------ ИЗВЛЕЧЁННЫЙ ТЕКСТ
Производство: Россия, 2004.
Продолжительность: 126 минут.
Автор сценария: Владимир Сорокин
Режиссёр: Илья Хржановский
Премии: "Золотой Тигр" и "Золотой Кактус" в Роттердаме 2005,
премия "Лучшая режиссёрская работа" на кинофестивалях в Афинах, Буэнос-Айресе и Анталии 2005,
премия "Лучшая операторская работа" на кинофестивале в Трансильвании 2005,
премия "Лучший звук" на кинофестивале в Вальдивии 2005.
На DVD вышел фильм "4".
"Четыре" – дебютный фильм молодого режиссёра Ильи Хржановского, снятый по одноимённому сценарию Владимира Сорокина, отмеченный престижными наградами "Золотой Тигр" и "Золотой Кактус" в Роттердаме, с шумом прошествовал по мировым экранам, вызвал интеллектуальный шок у зарубежной публики, взорвал мозг зрителя показом картин быта российской глубинки, оставив непонимающего зрителя в глубокой задумчивости в попытках осмыслить увиденное, тем не менее, долго пробивал себе прокатное удостоверение на показ в России. И если там, за границей фильм прошёл на ура, то здесь, на своей же Родине он был воспринят в штыки. Фильм подвергся жестокой обструкции, Министерство культуры потребовало серьёзных сокращений ленты, рекомендовалось вырезать сорок минут из картины, в частности, сцены с ненормативной лексикой. Фильм встретил неоднозначные оценки российских кинокритиков, многими он был признан "высоколобым", "загадочным", "страшным". Некоторые терзались вопросом "В чём смысл фильма?" и так и не получив ответа, отнесли его к категории "непонятое". В ряде рецензий режиссёра называли "аморальным и расчётливым", а сам фильм "провокационным" и "оскорбительным", поставив на нём клеймо "циничная чернуха".
После "Москвы" и "Копейки" это третий фильм по сценарию Владимира Сорокина и, как отмечают сами кинокритики, наиболее соответствующий стилистике и эстетике сорокинской прозы. Дебютную работу Хржановского трудно назвать "экранизацией", по сути фильм "4" – это перевод языка прозы Сорокина на язык визуальный, в котором текст предстаёт в форме видеоряда. И, надо сказать, что этот перевод режиссёр исполнил на высоком профессиональном уровне, преодолевая сложности самого текста, в котором, наполняясь апокалипсическим ужасом, воскресают и сокрушают всё живое речевые и литературные штампы. Особое внимание заслуживает мастерки выполненная работа питерского звукооператора Кирилла Василенко. Полное отсутствие музыки в фильме и замена музыки некой симфонией живых, реальных звуков самого разного происхождения: грохот асфальтодробящих и снегоочистительных машин, свист ветра, стук поездов, вой собак, создаёт особое пространство звукового гула, в котором растворяется тело текста и тем самым стирается граница между вербальным и невербальным. Маршрут звучания, по которому рывками осуществляется это кино, проложен от чётких структур языка и речевых стереотипов к чревовещанию, когда звук и его источник не требуют ни совпадения, ни сопоставления. В картине принципиально отсутствует шум, звуковые эффекты организованы в предельно информативную среду. Именно благодаря этой кипящей лаве различных звуков, резких, внезапных, пугающих, протяжных, из которых выстраивается саундтрэк, кажущийся необработанным, но на самом деле ювелирно смонтированный звукооператором, и передаётся зрителю атмосфера фильма.
------------
Замените «премия» на «награда» во фрагменте текста о фильме «Четыре», который начинается словами «Производство: Россия, 2004.» и продолжается до слов «в Вальдивии 2005.» включительно. Приведите этот фрагмент с заменой.
------ ПРЕДОСТАВЛЕННЫЕ ЗАПИСИ
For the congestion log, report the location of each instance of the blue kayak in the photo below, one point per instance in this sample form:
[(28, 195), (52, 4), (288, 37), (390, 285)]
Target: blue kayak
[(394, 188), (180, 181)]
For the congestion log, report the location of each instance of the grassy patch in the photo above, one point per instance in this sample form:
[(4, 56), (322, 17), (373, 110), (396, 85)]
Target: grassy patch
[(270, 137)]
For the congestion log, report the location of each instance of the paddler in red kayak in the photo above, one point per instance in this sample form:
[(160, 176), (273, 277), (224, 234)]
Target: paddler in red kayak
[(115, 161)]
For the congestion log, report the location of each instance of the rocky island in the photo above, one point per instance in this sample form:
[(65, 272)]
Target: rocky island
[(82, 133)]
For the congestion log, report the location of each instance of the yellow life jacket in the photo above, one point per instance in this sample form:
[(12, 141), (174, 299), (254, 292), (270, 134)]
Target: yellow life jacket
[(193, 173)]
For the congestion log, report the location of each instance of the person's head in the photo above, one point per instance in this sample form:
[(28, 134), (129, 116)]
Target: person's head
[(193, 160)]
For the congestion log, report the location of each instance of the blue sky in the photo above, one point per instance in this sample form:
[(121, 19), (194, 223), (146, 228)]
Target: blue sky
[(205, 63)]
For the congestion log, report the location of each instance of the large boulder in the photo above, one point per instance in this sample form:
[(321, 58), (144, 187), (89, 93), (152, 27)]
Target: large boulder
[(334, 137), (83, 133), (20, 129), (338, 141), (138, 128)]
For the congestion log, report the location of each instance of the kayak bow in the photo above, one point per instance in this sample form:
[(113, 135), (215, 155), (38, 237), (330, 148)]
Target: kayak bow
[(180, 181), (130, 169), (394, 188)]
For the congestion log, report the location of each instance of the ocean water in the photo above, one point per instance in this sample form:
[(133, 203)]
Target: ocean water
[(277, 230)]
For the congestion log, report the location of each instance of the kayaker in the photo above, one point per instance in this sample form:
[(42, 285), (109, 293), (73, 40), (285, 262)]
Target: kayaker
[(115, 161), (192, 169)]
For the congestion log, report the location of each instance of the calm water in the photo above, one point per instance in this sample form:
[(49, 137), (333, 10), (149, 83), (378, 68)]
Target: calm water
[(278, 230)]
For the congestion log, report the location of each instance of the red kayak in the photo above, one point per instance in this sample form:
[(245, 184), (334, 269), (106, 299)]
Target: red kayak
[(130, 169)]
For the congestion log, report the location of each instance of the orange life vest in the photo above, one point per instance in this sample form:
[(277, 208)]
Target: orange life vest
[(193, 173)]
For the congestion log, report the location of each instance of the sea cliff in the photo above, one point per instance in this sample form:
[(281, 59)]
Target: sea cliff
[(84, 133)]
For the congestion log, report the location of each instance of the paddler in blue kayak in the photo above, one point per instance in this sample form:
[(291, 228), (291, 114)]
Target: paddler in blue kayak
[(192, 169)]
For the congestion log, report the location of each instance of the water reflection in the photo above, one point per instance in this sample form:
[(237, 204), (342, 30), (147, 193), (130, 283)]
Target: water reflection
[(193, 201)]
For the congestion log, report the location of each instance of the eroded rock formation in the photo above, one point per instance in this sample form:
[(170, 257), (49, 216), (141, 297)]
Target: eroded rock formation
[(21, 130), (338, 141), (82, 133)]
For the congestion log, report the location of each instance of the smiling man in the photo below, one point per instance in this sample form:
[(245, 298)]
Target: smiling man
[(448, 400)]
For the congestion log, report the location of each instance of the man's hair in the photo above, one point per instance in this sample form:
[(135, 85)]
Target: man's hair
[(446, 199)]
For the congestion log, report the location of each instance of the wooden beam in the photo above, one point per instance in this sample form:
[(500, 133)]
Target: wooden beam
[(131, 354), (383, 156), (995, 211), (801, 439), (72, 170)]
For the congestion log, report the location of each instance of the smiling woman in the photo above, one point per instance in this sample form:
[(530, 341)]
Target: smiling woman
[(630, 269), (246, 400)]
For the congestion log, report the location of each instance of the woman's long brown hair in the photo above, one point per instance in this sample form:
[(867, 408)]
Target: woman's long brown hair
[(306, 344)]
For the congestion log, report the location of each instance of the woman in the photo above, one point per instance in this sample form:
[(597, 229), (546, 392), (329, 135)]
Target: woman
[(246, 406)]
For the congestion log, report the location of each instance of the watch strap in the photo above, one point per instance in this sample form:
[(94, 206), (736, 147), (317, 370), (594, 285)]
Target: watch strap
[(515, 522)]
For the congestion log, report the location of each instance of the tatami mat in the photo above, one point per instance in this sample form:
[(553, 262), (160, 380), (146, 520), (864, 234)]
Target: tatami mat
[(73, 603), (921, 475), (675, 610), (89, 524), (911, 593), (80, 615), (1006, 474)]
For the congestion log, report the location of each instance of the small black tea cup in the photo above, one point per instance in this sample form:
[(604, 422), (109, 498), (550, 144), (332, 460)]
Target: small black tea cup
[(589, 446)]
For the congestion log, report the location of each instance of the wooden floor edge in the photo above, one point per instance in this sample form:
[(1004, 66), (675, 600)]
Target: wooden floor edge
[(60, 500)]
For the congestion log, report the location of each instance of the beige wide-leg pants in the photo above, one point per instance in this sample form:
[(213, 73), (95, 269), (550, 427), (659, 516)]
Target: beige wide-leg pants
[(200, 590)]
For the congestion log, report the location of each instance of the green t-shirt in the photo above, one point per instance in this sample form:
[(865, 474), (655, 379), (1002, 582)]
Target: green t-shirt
------------
§ ОТВЕТ
Производство: Россия, 2004.
Продолжительность: 126 минут.
Автор сценария: Владимир Сорокин
Режиссёр: Илья Хржановский
Премии: "Золотой Тигр" и "Золотой Кактус" в Роттердаме 2005,
награда "Лучшая режиссёрская работа" на кинофестивалях в Афинах, Буэнос-Айресе и Анталии 2005,
награда "Лучшая операторская работа" на кинофестивале в Трансильвании 2005,
награда "Лучший звук" на кинофестивале в Вальдивии 2005.